* _WORK INSTRUCTIONS_: Starting at the line that contains "[outline] medal ribbon" and ending at the last line, copy the lines again with "instance" renamed to "object". Leave everything else in them unchanged.

* _DATA PROVIDED_:
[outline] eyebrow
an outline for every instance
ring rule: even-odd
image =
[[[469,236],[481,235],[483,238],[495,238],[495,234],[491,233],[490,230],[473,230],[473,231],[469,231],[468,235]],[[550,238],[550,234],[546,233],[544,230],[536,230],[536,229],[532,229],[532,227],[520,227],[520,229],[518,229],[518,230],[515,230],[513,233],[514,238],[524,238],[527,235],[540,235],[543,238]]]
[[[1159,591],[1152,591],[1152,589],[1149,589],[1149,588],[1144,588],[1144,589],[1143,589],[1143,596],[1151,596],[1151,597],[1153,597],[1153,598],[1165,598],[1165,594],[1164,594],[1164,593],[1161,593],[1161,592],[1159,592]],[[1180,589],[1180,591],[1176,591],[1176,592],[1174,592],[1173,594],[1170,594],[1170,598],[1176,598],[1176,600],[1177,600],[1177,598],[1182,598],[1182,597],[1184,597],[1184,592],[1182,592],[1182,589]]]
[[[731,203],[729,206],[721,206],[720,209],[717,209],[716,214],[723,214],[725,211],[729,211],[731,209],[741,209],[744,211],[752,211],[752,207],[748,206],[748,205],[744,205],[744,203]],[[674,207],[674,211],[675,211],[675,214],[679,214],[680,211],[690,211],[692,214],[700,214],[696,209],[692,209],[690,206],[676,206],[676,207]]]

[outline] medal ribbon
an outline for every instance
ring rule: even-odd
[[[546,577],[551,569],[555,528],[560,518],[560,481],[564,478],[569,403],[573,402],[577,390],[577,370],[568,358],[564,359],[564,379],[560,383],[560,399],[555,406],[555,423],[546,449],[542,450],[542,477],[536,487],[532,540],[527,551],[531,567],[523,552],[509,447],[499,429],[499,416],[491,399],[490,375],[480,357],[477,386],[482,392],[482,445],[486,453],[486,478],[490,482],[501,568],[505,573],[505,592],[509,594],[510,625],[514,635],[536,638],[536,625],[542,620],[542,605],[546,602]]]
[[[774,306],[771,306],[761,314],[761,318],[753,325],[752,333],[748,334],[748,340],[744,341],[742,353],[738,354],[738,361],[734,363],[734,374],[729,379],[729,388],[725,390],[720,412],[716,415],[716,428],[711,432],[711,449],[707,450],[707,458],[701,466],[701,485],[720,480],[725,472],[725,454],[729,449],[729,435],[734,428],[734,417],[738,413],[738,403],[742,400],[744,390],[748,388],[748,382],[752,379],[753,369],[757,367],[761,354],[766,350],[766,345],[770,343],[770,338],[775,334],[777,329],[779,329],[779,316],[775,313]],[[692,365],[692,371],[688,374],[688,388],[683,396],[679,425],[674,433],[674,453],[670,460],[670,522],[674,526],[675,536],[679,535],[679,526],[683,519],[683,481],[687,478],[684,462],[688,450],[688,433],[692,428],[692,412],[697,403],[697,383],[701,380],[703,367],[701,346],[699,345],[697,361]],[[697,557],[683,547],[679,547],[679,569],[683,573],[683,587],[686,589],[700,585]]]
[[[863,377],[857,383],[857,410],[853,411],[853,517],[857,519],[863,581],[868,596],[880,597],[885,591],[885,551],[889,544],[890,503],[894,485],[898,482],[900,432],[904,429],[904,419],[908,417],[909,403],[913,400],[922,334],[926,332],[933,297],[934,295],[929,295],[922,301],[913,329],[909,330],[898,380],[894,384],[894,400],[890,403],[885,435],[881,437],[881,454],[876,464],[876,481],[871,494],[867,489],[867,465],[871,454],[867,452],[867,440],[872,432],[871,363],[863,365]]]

* _TASK RESPONSE_:
[outline] medal ribbon
an outline for every object
ring rule: even-odd
[[[546,577],[551,569],[555,528],[560,518],[560,481],[564,478],[569,403],[573,402],[577,390],[577,370],[568,358],[564,359],[564,379],[560,383],[560,399],[555,406],[555,423],[546,449],[542,450],[542,477],[536,487],[532,540],[527,551],[531,567],[523,552],[509,447],[499,429],[499,416],[491,399],[490,375],[480,357],[477,386],[482,392],[482,445],[486,453],[486,478],[490,482],[501,568],[505,573],[505,592],[509,594],[510,625],[514,635],[536,638],[536,625],[542,620],[542,605],[546,602]]]
[[[774,306],[771,306],[761,314],[761,318],[753,325],[752,333],[748,334],[748,340],[744,341],[742,353],[738,354],[738,361],[734,363],[734,374],[729,379],[729,388],[725,390],[720,412],[716,415],[716,428],[711,432],[711,449],[707,450],[707,458],[701,466],[701,485],[720,480],[725,472],[725,454],[729,449],[729,435],[734,428],[734,417],[738,413],[738,403],[742,400],[744,390],[748,388],[748,382],[752,379],[753,369],[757,367],[761,354],[766,350],[766,345],[770,343],[770,338],[775,334],[777,329],[779,329],[779,316],[775,313]],[[692,365],[692,371],[688,374],[688,388],[683,396],[679,425],[674,433],[674,453],[670,460],[670,522],[674,526],[675,536],[679,535],[679,526],[683,519],[683,481],[687,478],[684,462],[688,450],[688,433],[692,428],[692,412],[697,403],[697,383],[701,380],[703,367],[701,346],[699,345],[697,361]],[[697,557],[683,547],[679,547],[679,569],[683,573],[683,587],[686,589],[700,585]]]
[[[863,377],[857,383],[857,410],[853,411],[853,517],[857,519],[863,581],[868,596],[880,597],[885,591],[885,551],[889,544],[890,503],[894,485],[898,482],[900,432],[904,429],[904,419],[908,417],[909,403],[913,400],[922,334],[926,332],[933,297],[934,295],[929,295],[922,301],[913,329],[909,330],[898,380],[894,384],[894,400],[890,403],[885,435],[881,437],[881,454],[876,464],[876,481],[871,494],[867,489],[867,465],[871,454],[867,452],[867,440],[872,432],[871,363],[863,365]]]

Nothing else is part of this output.